**Supplied records**
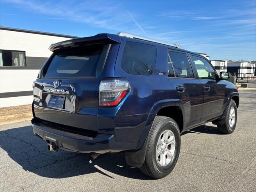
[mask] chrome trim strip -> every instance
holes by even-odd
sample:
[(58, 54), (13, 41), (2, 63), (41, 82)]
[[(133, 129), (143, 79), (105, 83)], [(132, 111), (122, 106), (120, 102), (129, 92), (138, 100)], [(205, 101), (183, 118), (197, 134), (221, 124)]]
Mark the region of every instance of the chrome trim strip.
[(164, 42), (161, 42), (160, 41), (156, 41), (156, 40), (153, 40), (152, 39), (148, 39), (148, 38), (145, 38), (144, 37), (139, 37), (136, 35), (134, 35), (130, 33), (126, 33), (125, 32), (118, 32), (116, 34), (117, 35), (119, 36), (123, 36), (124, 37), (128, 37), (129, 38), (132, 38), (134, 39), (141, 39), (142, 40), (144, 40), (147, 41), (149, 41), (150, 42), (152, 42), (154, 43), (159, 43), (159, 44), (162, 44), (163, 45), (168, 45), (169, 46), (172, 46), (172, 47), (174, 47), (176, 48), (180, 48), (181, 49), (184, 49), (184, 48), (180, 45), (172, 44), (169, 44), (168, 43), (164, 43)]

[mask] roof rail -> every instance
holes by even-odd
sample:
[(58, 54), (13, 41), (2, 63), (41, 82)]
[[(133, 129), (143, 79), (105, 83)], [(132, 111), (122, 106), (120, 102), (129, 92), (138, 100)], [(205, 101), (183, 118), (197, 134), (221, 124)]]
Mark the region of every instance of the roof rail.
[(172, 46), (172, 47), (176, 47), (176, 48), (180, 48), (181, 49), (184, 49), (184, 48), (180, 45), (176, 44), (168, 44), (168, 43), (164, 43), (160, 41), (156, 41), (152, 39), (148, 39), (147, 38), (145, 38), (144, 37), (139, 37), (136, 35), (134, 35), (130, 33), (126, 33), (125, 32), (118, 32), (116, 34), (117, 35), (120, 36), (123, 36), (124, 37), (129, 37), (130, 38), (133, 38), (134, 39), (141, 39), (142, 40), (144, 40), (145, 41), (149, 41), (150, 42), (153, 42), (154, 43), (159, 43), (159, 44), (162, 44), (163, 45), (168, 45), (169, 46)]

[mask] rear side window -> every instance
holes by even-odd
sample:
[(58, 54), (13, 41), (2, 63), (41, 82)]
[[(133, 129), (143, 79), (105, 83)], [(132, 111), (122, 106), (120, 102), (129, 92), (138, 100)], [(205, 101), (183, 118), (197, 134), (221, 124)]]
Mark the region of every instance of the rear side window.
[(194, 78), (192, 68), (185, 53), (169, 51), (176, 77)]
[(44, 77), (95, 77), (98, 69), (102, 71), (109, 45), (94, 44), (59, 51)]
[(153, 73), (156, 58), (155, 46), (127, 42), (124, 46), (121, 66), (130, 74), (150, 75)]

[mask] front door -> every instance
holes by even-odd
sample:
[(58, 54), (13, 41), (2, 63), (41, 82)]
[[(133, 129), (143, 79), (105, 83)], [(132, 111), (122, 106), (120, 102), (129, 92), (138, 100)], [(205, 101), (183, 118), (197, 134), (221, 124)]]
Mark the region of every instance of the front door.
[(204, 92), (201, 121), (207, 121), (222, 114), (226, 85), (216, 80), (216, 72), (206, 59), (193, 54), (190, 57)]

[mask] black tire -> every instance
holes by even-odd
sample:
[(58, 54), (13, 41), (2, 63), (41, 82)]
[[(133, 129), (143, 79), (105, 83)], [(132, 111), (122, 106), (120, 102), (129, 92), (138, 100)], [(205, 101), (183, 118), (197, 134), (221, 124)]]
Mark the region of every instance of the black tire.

==

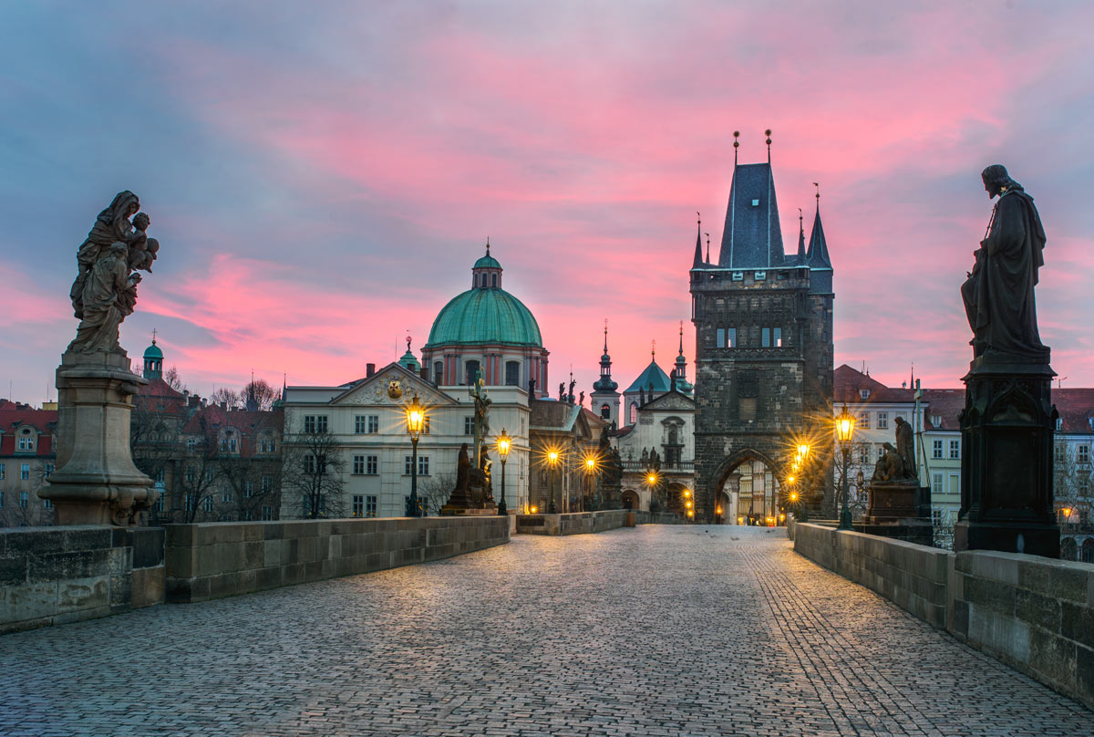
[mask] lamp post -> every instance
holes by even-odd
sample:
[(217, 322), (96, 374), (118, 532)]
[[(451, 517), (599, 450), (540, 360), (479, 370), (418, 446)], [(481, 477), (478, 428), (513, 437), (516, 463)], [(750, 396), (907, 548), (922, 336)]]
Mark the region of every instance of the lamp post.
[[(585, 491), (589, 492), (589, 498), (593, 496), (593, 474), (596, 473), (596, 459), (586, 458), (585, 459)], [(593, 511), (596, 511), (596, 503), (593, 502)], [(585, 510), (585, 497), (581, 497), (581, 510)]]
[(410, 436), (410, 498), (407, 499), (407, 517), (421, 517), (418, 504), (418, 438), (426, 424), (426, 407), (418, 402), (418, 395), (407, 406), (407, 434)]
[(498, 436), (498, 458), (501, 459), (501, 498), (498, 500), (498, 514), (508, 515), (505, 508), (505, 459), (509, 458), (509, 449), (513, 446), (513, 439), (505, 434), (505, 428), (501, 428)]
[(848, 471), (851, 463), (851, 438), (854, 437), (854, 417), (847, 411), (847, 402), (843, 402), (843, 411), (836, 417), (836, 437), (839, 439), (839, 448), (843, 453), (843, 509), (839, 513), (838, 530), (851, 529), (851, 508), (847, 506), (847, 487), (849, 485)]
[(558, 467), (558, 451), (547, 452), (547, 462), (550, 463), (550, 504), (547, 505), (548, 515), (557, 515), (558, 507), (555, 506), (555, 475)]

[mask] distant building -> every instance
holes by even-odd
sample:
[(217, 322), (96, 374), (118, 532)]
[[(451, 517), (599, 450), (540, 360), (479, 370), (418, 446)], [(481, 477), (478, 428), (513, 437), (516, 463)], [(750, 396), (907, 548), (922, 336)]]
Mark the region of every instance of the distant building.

* * *

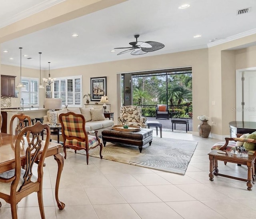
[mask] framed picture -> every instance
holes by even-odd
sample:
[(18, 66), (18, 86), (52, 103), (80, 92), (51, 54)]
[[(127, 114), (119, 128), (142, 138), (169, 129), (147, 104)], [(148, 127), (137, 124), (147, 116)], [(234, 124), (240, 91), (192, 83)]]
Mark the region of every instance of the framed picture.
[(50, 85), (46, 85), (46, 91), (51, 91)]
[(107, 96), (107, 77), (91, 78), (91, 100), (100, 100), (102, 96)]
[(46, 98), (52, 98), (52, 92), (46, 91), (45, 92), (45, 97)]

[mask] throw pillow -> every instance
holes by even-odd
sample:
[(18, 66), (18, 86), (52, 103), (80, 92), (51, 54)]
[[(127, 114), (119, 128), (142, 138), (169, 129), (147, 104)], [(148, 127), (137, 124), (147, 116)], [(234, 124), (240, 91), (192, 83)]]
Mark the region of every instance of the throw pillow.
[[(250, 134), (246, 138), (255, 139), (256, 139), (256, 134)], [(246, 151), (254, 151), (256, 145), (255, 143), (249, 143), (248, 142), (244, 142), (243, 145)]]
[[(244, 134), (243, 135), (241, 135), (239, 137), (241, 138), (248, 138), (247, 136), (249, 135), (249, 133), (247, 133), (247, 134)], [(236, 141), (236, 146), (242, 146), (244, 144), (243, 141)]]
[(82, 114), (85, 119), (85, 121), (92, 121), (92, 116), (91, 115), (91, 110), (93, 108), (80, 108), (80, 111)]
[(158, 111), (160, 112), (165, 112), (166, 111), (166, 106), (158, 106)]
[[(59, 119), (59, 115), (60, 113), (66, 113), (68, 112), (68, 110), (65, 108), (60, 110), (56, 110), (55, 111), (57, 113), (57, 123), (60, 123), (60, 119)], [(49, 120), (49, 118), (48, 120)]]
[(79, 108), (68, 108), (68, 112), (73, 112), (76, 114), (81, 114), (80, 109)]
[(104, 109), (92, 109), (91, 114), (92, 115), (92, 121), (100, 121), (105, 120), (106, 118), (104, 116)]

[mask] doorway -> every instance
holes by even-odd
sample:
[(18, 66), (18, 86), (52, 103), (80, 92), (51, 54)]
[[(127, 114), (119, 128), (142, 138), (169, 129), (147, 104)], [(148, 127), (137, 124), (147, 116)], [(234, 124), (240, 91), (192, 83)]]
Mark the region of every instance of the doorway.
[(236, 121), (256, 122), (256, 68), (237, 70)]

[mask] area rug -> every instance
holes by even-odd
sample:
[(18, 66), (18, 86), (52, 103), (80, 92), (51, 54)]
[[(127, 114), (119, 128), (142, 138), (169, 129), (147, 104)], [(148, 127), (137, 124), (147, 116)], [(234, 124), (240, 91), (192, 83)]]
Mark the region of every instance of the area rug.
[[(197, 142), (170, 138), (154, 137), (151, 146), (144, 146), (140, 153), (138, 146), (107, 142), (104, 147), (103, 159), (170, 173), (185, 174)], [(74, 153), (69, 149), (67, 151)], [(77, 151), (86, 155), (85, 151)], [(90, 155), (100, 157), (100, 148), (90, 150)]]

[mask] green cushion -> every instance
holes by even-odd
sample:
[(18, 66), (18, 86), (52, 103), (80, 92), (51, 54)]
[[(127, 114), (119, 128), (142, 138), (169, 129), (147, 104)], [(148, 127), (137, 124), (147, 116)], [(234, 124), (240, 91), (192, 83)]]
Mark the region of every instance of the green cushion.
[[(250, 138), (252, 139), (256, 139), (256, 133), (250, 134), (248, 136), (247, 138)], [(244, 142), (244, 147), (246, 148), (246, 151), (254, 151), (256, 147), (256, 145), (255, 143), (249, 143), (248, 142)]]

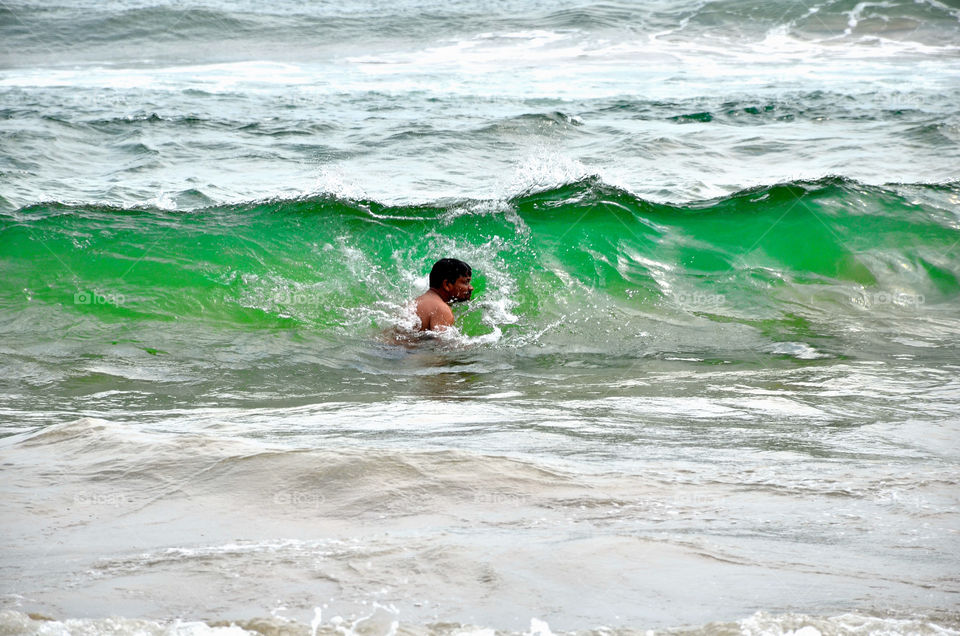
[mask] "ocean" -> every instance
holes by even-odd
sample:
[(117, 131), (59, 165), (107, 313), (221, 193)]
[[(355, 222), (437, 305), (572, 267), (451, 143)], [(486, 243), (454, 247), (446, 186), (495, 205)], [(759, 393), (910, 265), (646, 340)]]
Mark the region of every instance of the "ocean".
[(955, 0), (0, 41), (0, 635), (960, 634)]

**Work to be completed**
Swap "area rug" for "floor rug" throughout the lines that begin with the line containing "[mask] area rug -> every instance" and end with the line containing "Mark the region of every instance of the area", changing nothing else. Reproduce only those lines.

**Full output**
[mask] floor rug -> every instance
holes by even-odd
sample:
[(18, 66), (18, 86), (52, 103), (80, 92), (51, 54)]
[[(127, 114), (119, 128), (142, 138), (169, 129), (147, 104)], [(148, 127), (137, 124), (147, 116)], [(234, 124), (240, 91), (192, 83)]]
Mark the region of every instance of the floor rug.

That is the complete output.